#### [WORK REQUEST]
Output exactly the line that includes "so like, the wing leading" and all the lines after it through the end of the listing below, and nothing more.
::::
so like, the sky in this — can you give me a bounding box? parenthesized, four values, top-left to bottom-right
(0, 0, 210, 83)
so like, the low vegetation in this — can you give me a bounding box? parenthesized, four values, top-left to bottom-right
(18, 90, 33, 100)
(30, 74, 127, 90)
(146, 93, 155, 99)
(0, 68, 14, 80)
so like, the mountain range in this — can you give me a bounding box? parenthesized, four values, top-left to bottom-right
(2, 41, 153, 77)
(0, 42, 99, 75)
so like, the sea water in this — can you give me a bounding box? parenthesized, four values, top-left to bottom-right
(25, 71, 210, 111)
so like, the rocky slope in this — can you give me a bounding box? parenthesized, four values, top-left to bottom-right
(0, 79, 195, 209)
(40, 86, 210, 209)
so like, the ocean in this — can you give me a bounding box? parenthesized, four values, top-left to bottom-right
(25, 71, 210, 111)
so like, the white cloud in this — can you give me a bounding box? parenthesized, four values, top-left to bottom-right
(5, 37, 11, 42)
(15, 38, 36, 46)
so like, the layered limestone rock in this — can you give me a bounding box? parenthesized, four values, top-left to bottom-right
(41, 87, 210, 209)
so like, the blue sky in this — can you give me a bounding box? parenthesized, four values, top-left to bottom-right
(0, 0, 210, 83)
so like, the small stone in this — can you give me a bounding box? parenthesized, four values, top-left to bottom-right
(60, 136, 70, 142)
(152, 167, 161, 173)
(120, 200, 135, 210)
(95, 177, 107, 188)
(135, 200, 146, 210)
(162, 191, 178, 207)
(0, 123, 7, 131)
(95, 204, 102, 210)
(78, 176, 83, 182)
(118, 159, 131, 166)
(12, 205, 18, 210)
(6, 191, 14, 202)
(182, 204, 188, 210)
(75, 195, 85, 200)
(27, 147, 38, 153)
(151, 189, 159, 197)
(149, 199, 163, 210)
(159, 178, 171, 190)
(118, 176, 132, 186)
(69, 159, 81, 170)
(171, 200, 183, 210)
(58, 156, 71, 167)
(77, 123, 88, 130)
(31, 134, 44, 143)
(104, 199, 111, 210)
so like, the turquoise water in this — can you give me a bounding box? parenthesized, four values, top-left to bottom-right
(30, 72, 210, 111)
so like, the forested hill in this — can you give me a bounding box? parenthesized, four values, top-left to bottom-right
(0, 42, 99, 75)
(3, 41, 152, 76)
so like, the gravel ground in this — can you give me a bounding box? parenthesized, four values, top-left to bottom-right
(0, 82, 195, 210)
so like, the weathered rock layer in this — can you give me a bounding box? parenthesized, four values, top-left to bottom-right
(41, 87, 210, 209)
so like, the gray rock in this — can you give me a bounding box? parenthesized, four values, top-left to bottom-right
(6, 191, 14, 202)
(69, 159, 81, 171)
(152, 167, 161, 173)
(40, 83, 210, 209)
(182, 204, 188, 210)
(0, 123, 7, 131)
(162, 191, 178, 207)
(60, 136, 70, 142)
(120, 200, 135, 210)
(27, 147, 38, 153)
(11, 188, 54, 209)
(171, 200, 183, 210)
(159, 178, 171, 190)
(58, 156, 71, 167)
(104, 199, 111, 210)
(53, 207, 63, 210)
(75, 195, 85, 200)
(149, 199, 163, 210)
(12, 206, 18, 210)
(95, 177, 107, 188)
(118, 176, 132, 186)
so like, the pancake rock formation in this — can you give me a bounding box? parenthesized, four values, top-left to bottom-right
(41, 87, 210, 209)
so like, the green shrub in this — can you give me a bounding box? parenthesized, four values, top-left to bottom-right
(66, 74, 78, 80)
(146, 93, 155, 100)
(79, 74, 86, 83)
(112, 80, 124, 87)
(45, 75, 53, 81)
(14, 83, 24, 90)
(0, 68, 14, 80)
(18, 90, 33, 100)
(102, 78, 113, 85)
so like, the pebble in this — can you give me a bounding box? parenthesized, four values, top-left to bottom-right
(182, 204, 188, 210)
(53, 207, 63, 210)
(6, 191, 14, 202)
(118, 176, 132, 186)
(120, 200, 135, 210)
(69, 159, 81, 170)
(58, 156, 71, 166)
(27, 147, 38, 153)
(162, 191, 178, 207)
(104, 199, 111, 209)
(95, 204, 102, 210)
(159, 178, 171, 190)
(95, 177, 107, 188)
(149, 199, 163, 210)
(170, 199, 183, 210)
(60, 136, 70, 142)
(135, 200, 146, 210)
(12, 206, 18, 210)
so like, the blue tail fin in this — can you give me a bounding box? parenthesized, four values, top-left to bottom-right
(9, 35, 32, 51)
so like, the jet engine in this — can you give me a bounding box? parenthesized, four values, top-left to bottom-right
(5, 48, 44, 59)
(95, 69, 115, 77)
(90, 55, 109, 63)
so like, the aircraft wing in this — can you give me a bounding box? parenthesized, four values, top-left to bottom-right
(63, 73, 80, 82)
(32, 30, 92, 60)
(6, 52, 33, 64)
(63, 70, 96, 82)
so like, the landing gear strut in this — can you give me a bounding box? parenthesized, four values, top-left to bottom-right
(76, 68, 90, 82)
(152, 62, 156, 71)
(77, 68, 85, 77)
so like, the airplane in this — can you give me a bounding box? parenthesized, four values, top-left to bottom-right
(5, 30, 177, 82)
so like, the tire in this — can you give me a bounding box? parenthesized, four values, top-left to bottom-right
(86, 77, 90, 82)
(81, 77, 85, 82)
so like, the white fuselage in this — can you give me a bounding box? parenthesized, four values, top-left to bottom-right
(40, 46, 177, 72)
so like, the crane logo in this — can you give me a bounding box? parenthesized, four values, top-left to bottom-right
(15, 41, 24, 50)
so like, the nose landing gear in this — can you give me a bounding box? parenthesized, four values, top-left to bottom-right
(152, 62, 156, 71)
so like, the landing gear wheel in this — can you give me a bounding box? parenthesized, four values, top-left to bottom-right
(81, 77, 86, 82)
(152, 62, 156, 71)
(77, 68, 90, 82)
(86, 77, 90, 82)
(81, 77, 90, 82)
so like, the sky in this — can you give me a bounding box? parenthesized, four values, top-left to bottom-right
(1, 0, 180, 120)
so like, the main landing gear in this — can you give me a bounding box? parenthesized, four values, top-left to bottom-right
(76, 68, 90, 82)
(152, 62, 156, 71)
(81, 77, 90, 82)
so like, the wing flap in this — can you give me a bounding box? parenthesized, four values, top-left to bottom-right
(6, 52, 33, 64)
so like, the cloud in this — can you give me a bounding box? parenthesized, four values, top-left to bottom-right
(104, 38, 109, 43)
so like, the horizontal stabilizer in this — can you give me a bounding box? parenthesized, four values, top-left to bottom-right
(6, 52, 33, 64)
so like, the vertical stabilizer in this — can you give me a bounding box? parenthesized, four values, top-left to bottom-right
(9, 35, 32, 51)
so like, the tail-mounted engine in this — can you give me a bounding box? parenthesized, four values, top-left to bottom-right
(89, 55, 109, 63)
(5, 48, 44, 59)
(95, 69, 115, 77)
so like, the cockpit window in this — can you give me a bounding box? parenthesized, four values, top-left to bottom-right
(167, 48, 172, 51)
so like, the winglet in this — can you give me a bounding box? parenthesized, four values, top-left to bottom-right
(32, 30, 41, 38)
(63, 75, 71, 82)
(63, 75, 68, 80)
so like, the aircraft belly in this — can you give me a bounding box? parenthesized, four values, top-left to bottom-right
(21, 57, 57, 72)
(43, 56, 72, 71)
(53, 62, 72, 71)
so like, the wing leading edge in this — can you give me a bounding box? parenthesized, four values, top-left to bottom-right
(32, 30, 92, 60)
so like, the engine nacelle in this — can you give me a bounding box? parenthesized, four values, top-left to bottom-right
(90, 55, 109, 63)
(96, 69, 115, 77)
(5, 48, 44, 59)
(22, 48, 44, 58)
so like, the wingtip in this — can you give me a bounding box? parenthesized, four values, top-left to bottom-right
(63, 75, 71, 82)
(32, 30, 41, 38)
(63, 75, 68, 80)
::::
#### [WRITTEN REPLY]
so like, the wing leading edge in this — can you give me a bounding box? parenthesized, four values, top-left to bottom-right
(32, 30, 92, 60)
so like, the engine nacelle in this — can you give me a bounding box? parenthesized, four values, top-left to bottom-right
(90, 55, 109, 63)
(96, 69, 115, 77)
(5, 48, 44, 59)
(22, 48, 44, 58)
so like, the wingtip in this — can you give me a bounding box? parenthesized, four values, top-left to bottom-right
(63, 75, 71, 82)
(32, 30, 41, 38)
(63, 75, 68, 80)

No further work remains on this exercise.